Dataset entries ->
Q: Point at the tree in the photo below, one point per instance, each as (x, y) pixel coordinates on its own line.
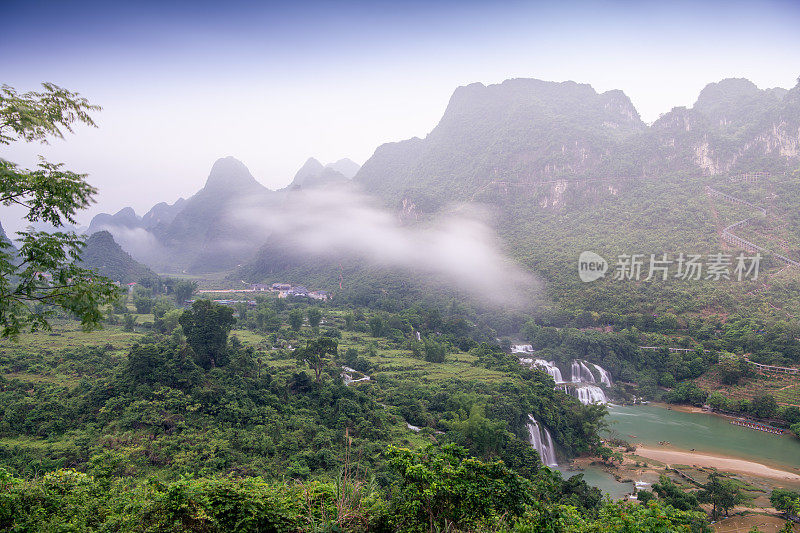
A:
(673, 495)
(295, 319)
(43, 274)
(314, 317)
(786, 501)
(206, 326)
(376, 326)
(448, 490)
(435, 352)
(721, 493)
(184, 289)
(764, 406)
(315, 352)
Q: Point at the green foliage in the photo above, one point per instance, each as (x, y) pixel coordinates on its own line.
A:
(764, 406)
(444, 488)
(687, 392)
(206, 326)
(184, 289)
(43, 273)
(376, 326)
(314, 316)
(296, 319)
(435, 352)
(673, 495)
(786, 501)
(722, 493)
(315, 354)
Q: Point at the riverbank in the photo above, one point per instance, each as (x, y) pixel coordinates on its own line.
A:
(727, 464)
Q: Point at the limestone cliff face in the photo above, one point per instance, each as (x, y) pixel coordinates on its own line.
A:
(733, 126)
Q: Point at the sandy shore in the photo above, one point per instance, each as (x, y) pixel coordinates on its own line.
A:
(719, 462)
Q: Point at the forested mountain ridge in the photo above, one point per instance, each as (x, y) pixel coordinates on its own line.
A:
(521, 129)
(525, 131)
(105, 256)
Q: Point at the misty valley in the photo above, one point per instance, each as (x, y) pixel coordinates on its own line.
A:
(413, 344)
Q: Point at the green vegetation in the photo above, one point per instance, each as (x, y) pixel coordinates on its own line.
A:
(43, 274)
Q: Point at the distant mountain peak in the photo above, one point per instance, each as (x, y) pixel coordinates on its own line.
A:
(346, 167)
(229, 173)
(313, 174)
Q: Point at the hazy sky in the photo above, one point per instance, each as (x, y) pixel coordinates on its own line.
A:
(184, 83)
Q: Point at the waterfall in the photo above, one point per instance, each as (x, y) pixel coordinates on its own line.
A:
(581, 373)
(586, 394)
(551, 368)
(605, 376)
(542, 442)
(348, 375)
(521, 348)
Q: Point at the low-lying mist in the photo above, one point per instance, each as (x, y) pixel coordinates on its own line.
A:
(459, 247)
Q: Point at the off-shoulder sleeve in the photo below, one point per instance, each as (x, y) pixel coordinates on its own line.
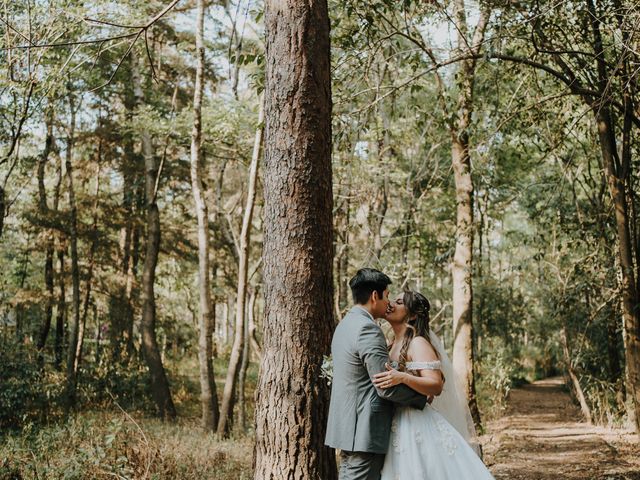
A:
(435, 365)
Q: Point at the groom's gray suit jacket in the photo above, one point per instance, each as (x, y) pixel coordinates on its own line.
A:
(359, 414)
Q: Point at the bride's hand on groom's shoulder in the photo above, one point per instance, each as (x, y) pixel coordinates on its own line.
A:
(388, 379)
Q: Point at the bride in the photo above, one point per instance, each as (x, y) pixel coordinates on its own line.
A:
(439, 442)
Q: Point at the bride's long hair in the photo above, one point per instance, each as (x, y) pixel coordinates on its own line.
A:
(417, 307)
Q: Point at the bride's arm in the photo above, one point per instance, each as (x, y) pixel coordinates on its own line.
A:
(429, 382)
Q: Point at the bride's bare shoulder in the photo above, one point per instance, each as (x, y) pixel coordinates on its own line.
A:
(420, 350)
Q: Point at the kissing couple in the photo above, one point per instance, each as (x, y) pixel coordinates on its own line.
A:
(396, 411)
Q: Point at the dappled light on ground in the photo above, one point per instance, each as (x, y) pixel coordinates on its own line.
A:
(542, 436)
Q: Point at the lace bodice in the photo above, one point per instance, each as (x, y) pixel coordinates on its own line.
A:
(435, 365)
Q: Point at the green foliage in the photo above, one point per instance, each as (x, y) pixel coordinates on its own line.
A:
(112, 444)
(27, 393)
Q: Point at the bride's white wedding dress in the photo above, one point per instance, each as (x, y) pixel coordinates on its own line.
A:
(425, 446)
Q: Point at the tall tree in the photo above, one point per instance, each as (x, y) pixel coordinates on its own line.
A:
(463, 361)
(292, 399)
(159, 382)
(75, 268)
(235, 360)
(208, 394)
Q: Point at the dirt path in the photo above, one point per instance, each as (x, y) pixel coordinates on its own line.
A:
(541, 436)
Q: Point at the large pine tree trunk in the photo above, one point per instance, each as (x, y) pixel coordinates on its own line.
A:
(150, 350)
(292, 400)
(226, 412)
(208, 393)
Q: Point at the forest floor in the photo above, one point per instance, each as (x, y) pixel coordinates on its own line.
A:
(542, 436)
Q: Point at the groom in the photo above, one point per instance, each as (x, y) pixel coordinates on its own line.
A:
(359, 414)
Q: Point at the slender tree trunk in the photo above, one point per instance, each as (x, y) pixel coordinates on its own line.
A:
(75, 269)
(208, 394)
(58, 348)
(121, 311)
(292, 400)
(226, 412)
(91, 261)
(150, 350)
(462, 269)
(246, 353)
(575, 382)
(630, 312)
(43, 209)
(61, 308)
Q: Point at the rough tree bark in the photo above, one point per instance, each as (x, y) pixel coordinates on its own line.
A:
(228, 397)
(150, 350)
(208, 393)
(292, 400)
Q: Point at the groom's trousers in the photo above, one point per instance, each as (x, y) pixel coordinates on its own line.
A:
(360, 465)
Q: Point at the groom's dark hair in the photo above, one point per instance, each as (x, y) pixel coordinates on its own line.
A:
(365, 281)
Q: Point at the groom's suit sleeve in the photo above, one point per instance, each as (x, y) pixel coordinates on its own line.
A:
(372, 350)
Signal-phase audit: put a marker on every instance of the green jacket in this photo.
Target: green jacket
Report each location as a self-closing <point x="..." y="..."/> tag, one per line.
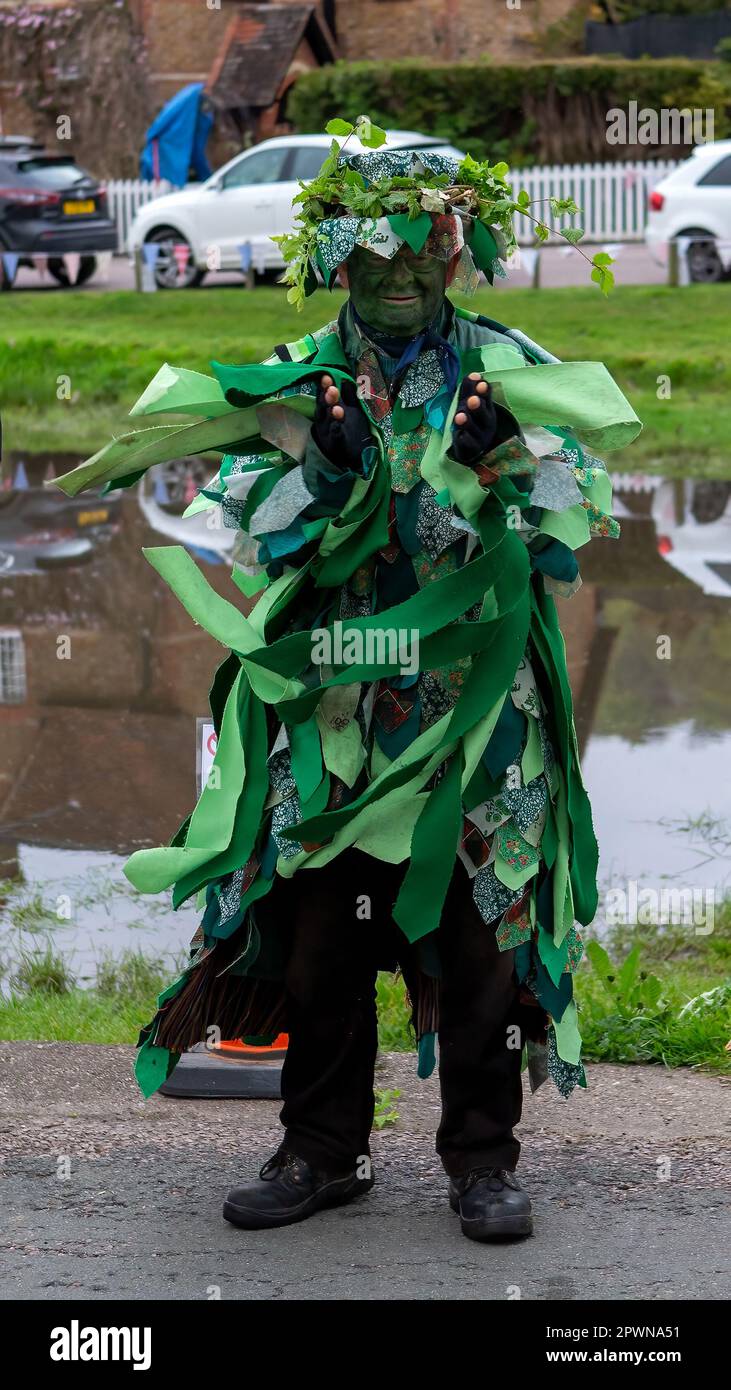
<point x="467" y="751"/>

TASK PROMPT -> Go through the data and copy every line that includes "jacket".

SOLUTION ->
Q: Point at the groom's gray suit jacket in the photo above, one point per instance, each as (x, y) pixel coordinates on its own line.
Signal-phase audit: put a marker on every instance of the green jacket in this photo.
Target: green jacket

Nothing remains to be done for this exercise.